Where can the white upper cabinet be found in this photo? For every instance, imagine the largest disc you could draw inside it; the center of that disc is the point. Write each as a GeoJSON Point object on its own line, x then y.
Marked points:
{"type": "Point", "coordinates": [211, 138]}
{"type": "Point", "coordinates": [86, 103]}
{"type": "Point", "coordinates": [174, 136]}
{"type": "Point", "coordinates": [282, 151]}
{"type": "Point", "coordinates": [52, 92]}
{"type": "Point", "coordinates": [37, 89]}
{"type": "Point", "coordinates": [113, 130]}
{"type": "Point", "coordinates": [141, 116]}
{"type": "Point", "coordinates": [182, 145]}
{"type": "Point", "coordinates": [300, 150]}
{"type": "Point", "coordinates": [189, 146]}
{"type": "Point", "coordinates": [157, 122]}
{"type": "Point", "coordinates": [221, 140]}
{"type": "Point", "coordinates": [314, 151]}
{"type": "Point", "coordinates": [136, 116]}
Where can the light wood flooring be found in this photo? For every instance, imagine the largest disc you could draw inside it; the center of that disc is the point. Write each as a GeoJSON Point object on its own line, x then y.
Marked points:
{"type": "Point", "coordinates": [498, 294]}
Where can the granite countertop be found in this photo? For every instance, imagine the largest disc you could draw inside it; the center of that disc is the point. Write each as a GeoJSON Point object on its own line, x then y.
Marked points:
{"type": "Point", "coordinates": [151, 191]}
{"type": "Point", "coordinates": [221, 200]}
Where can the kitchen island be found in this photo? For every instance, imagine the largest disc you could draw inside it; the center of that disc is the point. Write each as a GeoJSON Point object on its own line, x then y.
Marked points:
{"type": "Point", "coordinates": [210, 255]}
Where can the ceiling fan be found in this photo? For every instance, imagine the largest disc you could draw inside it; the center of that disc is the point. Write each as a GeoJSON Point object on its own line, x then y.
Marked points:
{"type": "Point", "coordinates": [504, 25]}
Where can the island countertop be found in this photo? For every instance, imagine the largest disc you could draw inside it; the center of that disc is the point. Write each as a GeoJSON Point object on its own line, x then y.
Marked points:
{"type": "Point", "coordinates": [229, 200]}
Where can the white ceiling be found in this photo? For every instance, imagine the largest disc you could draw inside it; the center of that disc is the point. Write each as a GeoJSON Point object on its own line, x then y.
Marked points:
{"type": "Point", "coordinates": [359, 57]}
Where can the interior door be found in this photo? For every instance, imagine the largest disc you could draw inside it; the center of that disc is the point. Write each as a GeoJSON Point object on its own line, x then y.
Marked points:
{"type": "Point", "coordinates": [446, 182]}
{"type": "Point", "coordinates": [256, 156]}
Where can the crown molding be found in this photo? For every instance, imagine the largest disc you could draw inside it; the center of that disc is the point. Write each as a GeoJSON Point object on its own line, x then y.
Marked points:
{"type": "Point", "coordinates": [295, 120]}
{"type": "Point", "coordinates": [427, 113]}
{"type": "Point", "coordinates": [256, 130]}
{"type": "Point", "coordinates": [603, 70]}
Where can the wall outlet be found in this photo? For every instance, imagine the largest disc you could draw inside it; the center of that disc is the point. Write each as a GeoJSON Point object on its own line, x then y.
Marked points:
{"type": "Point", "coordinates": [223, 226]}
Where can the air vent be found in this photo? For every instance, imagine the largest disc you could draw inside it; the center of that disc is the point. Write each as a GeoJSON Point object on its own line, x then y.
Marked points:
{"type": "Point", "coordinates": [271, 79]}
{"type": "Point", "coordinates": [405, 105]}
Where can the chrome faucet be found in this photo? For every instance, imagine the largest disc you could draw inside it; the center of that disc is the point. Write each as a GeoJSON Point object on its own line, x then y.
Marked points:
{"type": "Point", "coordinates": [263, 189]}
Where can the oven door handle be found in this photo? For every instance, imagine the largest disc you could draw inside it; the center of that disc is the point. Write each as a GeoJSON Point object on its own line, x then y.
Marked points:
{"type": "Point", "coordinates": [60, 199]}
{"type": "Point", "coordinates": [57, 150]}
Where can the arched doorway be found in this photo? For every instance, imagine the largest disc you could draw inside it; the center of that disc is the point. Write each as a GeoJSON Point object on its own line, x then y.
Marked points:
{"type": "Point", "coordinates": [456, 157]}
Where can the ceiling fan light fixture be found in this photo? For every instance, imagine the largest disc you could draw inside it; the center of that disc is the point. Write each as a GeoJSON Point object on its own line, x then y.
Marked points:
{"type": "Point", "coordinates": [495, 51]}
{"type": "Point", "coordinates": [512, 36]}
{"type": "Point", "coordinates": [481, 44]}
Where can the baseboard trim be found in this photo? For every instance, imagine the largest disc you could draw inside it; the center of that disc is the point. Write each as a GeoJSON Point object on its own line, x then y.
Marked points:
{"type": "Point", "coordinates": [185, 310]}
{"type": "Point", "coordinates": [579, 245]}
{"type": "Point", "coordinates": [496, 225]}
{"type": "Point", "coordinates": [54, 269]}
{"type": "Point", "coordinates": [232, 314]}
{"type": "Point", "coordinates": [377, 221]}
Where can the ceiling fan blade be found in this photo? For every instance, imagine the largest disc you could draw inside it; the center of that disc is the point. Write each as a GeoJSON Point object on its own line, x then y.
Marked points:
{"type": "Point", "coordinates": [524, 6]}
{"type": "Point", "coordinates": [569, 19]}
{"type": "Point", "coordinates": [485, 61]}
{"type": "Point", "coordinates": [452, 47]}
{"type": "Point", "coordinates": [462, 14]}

++++++++++

[Instructions to follow]
The answer must be an exact copy of every entry.

[Response]
Where can the white upper cabinet be found in this photo? For every instance, imagine the largest disc you could draw inside it; the center of that disc is the point. Write each as a GeoJSON Point object on its own line, x then y.
Marked points:
{"type": "Point", "coordinates": [211, 138]}
{"type": "Point", "coordinates": [86, 103]}
{"type": "Point", "coordinates": [174, 136]}
{"type": "Point", "coordinates": [282, 151]}
{"type": "Point", "coordinates": [52, 92]}
{"type": "Point", "coordinates": [37, 89]}
{"type": "Point", "coordinates": [113, 130]}
{"type": "Point", "coordinates": [141, 116]}
{"type": "Point", "coordinates": [182, 145]}
{"type": "Point", "coordinates": [300, 150]}
{"type": "Point", "coordinates": [189, 146]}
{"type": "Point", "coordinates": [157, 122]}
{"type": "Point", "coordinates": [221, 140]}
{"type": "Point", "coordinates": [314, 151]}
{"type": "Point", "coordinates": [136, 116]}
Where can the light wood flooring be found in this photo? For every instance, imagine the largest disc you could draw inside it; the center of that disc is the point. Write each as a GeoJSON Point object on its own line, x then y.
Marked points:
{"type": "Point", "coordinates": [498, 294]}
Where can the granite countertop be found in this photo? For every instance, imagine the largest disc you could draw inside it; the center of that disc is the point. Write each as a GeoJSON Point object on its own line, x then y.
Marked points:
{"type": "Point", "coordinates": [151, 191]}
{"type": "Point", "coordinates": [221, 200]}
Where can the kitchen island be found in this photo? For every instance, imagine the largest disc you could draw inside it; the center of that disc is the point. Write each as a GeoJSON Point object on its own line, x then y.
Marked points:
{"type": "Point", "coordinates": [210, 255]}
Where can the ceiling fan be found in this photo? For every instance, imagine the largest disc you could draw inside it; the center of that disc is the point. Write each as a GeoJSON Point object on its own line, x then y.
Marked points:
{"type": "Point", "coordinates": [504, 25]}
Where can the island countertop be found in this photo? For every instance, imagine the largest disc you could draw inside it; the center of that disc is the point. Write each as a GeoJSON Point object on its own line, x then y.
Marked points:
{"type": "Point", "coordinates": [229, 200]}
Where can the white ceiling be found in this photo? For every instance, imagine the largest disc you could draw inside it; the center of that disc is the point. Write each as a GeoJSON Point object on its own line, x then y.
Marked points:
{"type": "Point", "coordinates": [359, 57]}
Where can the interior door be found in this photo? For every instance, imagine the largest disc you could draw inside it; the center of that disc is the point. Write each as a GeoJSON Point object on its own line, x then y.
Marked points:
{"type": "Point", "coordinates": [446, 182]}
{"type": "Point", "coordinates": [256, 156]}
Where can the crown molding be found in this photo? For every instance, imagine the largest disc you could draw inside it; the center of that disc is the point. Write each as a GeoJSON Point object on its own line, x then y.
Marked points:
{"type": "Point", "coordinates": [295, 120]}
{"type": "Point", "coordinates": [427, 113]}
{"type": "Point", "coordinates": [256, 130]}
{"type": "Point", "coordinates": [603, 70]}
Where can the wall outlet be found in this photo? For every instance, imagine the largest disc you could draw inside it; the center of that disc is the point. Write each as a GeoJSON Point object on its own line, x then y.
Marked points:
{"type": "Point", "coordinates": [223, 226]}
Where can the air vent be found in this photo? For every instance, imagine the largest disc you could draw inside it; the center of that disc is the point. Write each as a GeoJSON Point object on its own line, x then y.
Marked points:
{"type": "Point", "coordinates": [271, 79]}
{"type": "Point", "coordinates": [405, 105]}
Where can the chrome faucet be found in this photo? For every instance, imagine the largest disc you could draw inside it; the center of that disc is the point. Write each as a GeoJSON Point object on its own line, x then y.
Marked points:
{"type": "Point", "coordinates": [263, 189]}
Where can the oven door handle be found in this photo? For every instance, imagine the largest disc you could draw inside it; the center of that disc is the point. Write each as a GeoJSON Point object on its own line, x then y.
Marked points:
{"type": "Point", "coordinates": [60, 199]}
{"type": "Point", "coordinates": [57, 150]}
Where can the arched doorway be found in this photo? For every instance, imagine the largest disc you could draw inside it; the center of that disc is the point. Write each as a GeoJSON Point object on its own line, x then y.
Marked points:
{"type": "Point", "coordinates": [456, 157]}
Where can the ceiling fan light fixture be found in this photo? For every instance, imagine the largest disc you could draw inside it; the center of that disc is the point. Write each as a GeoJSON Point object on its own line, x then y.
Marked points:
{"type": "Point", "coordinates": [495, 51]}
{"type": "Point", "coordinates": [512, 36]}
{"type": "Point", "coordinates": [481, 44]}
Where can the baseboard trim be found in this photo? For every instance, imagine the largest disc you could draw inside it; the center of that disc is the point. Write each as a GeoJSON Point object on its own line, x then y.
Marked points:
{"type": "Point", "coordinates": [185, 310]}
{"type": "Point", "coordinates": [579, 245]}
{"type": "Point", "coordinates": [496, 225]}
{"type": "Point", "coordinates": [54, 269]}
{"type": "Point", "coordinates": [232, 314]}
{"type": "Point", "coordinates": [377, 221]}
Where can the ceiling fan blade be found in this photo? For every instance, imagine the largest disc you could draw inside it; the center of that disc is the point. Write each as a GeoJSON Point object on its own line, x then y.
Marked points:
{"type": "Point", "coordinates": [524, 6]}
{"type": "Point", "coordinates": [569, 19]}
{"type": "Point", "coordinates": [485, 61]}
{"type": "Point", "coordinates": [452, 47]}
{"type": "Point", "coordinates": [462, 14]}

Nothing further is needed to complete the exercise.